Turn every item below into a JSON list of strings, with one string per line and no blank lines.

☆ ☆ ☆ ☆

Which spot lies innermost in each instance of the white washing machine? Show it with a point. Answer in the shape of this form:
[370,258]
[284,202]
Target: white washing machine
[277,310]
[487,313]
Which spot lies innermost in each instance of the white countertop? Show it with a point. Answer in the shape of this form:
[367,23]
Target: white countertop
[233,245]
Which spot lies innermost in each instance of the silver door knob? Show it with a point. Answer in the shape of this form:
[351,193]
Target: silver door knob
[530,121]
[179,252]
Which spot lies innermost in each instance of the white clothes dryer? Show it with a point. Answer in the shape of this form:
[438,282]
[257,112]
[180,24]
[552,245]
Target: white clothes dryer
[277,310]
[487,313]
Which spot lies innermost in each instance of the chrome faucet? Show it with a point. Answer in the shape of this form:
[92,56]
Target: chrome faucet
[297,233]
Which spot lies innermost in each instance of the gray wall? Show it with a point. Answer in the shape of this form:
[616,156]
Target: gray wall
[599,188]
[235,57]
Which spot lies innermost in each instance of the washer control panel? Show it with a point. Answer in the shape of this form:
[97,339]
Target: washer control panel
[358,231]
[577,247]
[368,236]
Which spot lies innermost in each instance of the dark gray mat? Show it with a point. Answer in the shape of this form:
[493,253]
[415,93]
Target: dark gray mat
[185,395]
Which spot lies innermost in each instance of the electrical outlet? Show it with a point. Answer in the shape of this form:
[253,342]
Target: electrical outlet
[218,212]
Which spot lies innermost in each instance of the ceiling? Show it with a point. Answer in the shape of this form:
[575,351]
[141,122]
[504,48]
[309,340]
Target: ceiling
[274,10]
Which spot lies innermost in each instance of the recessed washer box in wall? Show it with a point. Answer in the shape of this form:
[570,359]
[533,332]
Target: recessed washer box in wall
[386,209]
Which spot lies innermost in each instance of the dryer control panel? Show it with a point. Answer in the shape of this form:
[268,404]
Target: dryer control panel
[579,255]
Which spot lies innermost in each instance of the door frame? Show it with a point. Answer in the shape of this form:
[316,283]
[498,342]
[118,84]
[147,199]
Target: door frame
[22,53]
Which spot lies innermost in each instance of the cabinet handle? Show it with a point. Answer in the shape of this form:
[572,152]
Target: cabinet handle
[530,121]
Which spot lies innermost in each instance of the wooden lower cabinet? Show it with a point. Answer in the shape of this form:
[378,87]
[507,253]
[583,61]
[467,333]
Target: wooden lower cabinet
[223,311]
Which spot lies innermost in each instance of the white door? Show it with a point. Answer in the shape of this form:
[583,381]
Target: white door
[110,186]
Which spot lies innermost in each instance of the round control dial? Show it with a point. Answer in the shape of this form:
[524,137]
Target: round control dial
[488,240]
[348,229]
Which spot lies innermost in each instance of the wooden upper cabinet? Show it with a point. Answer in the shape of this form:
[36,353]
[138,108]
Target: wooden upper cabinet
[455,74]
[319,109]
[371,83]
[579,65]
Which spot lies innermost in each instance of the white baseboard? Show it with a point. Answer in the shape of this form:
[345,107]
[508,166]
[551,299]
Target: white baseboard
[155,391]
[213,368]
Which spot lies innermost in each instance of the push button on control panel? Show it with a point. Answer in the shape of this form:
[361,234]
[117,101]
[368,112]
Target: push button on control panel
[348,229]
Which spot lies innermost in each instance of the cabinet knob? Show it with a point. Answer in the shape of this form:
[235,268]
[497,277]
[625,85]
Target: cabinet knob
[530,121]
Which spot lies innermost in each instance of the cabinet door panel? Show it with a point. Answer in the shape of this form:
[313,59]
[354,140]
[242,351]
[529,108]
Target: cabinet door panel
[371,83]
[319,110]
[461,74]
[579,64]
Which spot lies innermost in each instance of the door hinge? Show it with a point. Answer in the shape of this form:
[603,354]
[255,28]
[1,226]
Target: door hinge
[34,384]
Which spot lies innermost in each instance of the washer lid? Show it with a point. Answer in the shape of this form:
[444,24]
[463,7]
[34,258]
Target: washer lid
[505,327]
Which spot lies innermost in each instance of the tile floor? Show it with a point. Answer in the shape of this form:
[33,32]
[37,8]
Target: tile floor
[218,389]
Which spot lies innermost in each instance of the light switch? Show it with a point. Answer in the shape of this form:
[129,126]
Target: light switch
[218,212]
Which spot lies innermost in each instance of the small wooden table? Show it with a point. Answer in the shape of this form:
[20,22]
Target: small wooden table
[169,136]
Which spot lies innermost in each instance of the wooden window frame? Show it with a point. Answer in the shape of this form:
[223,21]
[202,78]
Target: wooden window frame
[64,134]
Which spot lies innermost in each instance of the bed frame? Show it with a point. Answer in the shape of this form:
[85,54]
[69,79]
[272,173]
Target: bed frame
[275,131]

☆ ☆ ☆ ☆

== Solution for this exercise ==
[
  "Which spot lies innermost in each instance of the white washing machine? Show it with a point. Answer in the shape of this form:",
  "[370,258]",
  "[284,202]",
  "Target: white washing machine",
  "[277,310]",
  "[487,313]",
  "Which spot lies innermost in each instance of the white countertop? Show it with a point. Answer in the shape of this form:",
  "[367,23]",
  "Target: white countertop",
  "[233,245]",
  "Which spot lies innermost in each instance of the silver door knob? Show it with a point. Answer in the shape of this form:",
  "[351,193]",
  "Target: silver door knob",
  "[530,121]",
  "[179,252]",
  "Which spot lies innermost in each instance of the white clothes dryer? Show it with a point. Answer in the shape of this form:",
  "[438,282]",
  "[257,112]",
  "[180,24]",
  "[552,245]",
  "Target: white clothes dryer",
  "[277,310]",
  "[487,313]",
  "Which spot lies innermost in each instance of the chrome faucet? Show it with a point. Answer in the shape of this form:",
  "[92,56]",
  "Target: chrome faucet",
  "[297,233]",
  "Which spot lies innermost in each instance of the gray wall? Show it with a point. Answer in the shape of this form:",
  "[616,156]",
  "Target: gray wall",
  "[599,188]",
  "[235,57]",
  "Which spot lies innermost in each instance of the washer control panel? Show it with a point. Answer in the shape of this form:",
  "[97,339]",
  "Target: washer control panel",
  "[358,231]",
  "[577,247]",
  "[368,236]",
  "Which spot lies innermost in each instance of the dark gray mat? Show it with a point. Answer in the shape of this form:",
  "[493,253]",
  "[415,93]",
  "Target: dark gray mat",
  "[185,395]",
  "Which spot lies innermost in each instance of the electrical outlet? Show it with a point. Answer in the shape of this form:",
  "[253,342]",
  "Target: electrical outlet",
  "[218,212]",
  "Which spot lies innermost in each instance of the ceiling? Show it with a point. Answer in the shape of this form:",
  "[575,351]",
  "[141,122]",
  "[504,48]",
  "[309,340]",
  "Target: ceiling",
  "[274,10]",
  "Which spot lies innermost in each instance of the recessed washer box in wall? Show it with a point. Answer in the shape of this form:",
  "[570,359]",
  "[533,332]",
  "Target: recessed washer box in wall",
  "[386,209]",
  "Which spot lies innermost in each instance of the dryer control panel? Show it with a point. Answer in the shape of this form:",
  "[268,404]",
  "Target: dryer control panel",
  "[579,255]",
  "Which spot lies innermost in each instance of the door frame? Show it with a point. Answer in the shape of this form:",
  "[316,283]",
  "[498,342]",
  "[118,84]",
  "[147,199]",
  "Target: door frame",
  "[22,53]",
  "Which spot lies innermost in each instance of the cabinet handle? Show it with a point. Answer in the shape of this form:",
  "[572,152]",
  "Target: cabinet handle",
  "[530,121]",
  "Which spot lies innermost in each instance of the wooden lower cabinet? Show it with a point. Answer in the shape of this form:",
  "[378,87]",
  "[507,253]",
  "[583,61]",
  "[467,333]",
  "Target: wooden lower cabinet",
  "[223,311]",
  "Which spot lies innermost in each instance of the white door? Show it with a point. Answer in the shape of this form:",
  "[583,381]",
  "Target: white door",
  "[110,186]",
  "Which spot lies innermost in each instance of the round control dial? Show it with a point. Answer in the shape of this form:",
  "[524,137]",
  "Target: round control dial",
  "[488,240]",
  "[348,229]",
  "Which spot lies innermost in each instance of the wooden upper cabinet? Show it with a point. Answer in the shape of this form:",
  "[36,353]",
  "[138,108]",
  "Target: wooden upper cabinet",
  "[455,74]",
  "[319,109]",
  "[371,83]",
  "[579,65]",
  "Which spot lies innermost in each instance of the white baseboard? Show it with a point. Answer in the shape of this form:",
  "[345,107]",
  "[508,166]",
  "[551,299]",
  "Target: white baseboard",
  "[155,391]",
  "[213,368]",
  "Which spot lies innermost in each instance of the push button on control panel? Show it with a point. Answer in the shape of this form:",
  "[361,234]",
  "[117,101]",
  "[368,112]",
  "Target: push button on control panel",
  "[348,229]",
  "Which spot lies innermost in each instance of the cabinet knob? Show it with a point. Answer in the shape of this form:",
  "[235,268]",
  "[497,277]",
  "[625,85]",
  "Target: cabinet knob",
  "[530,121]",
  "Which spot lies innermost in each instance of the cabinet door panel? Show it with a point. Answer in the shape of this form:",
  "[313,59]",
  "[354,140]",
  "[242,351]",
  "[529,108]",
  "Target: cabinet door panel",
  "[371,83]",
  "[319,110]",
  "[461,74]",
  "[579,64]",
  "Which spot lies innermost in each instance of the door hinge? Show it with a point. Answer in the shape of this form:",
  "[603,354]",
  "[255,28]",
  "[1,226]",
  "Target: door hinge",
  "[34,384]",
  "Which spot lies innermost in each instance of the washer lid? Show it with a point. Answer in the shape of this form:",
  "[444,24]",
  "[463,7]",
  "[34,258]",
  "Target: washer lid",
  "[505,327]",
  "Which spot lies innermost in each instance of the tile floor? Show it with a point. Answer in the shape of this form:",
  "[33,32]",
  "[37,8]",
  "Target: tile floor",
  "[218,389]",
  "Which spot lies innermost in each instance of the light switch? Show it with a point. Answer in the shape of this form:",
  "[129,126]",
  "Target: light switch",
  "[218,212]",
  "Which spot lies innermost in each instance of the small wooden table? Show it with a point. Answer in the shape of this form:",
  "[20,22]",
  "Target: small wooden table",
  "[169,136]",
  "Which spot lies innermost in each instance of the wooden window frame? Show it with a point. Answer in the shape of this form:",
  "[223,21]",
  "[202,78]",
  "Target: wooden window frame",
  "[64,134]",
  "Which spot lies innermost in each instance of the bed frame? Show it with a point. Answer in the shape of this form:",
  "[85,54]",
  "[69,79]",
  "[272,173]",
  "Target: bed frame",
  "[275,131]"
]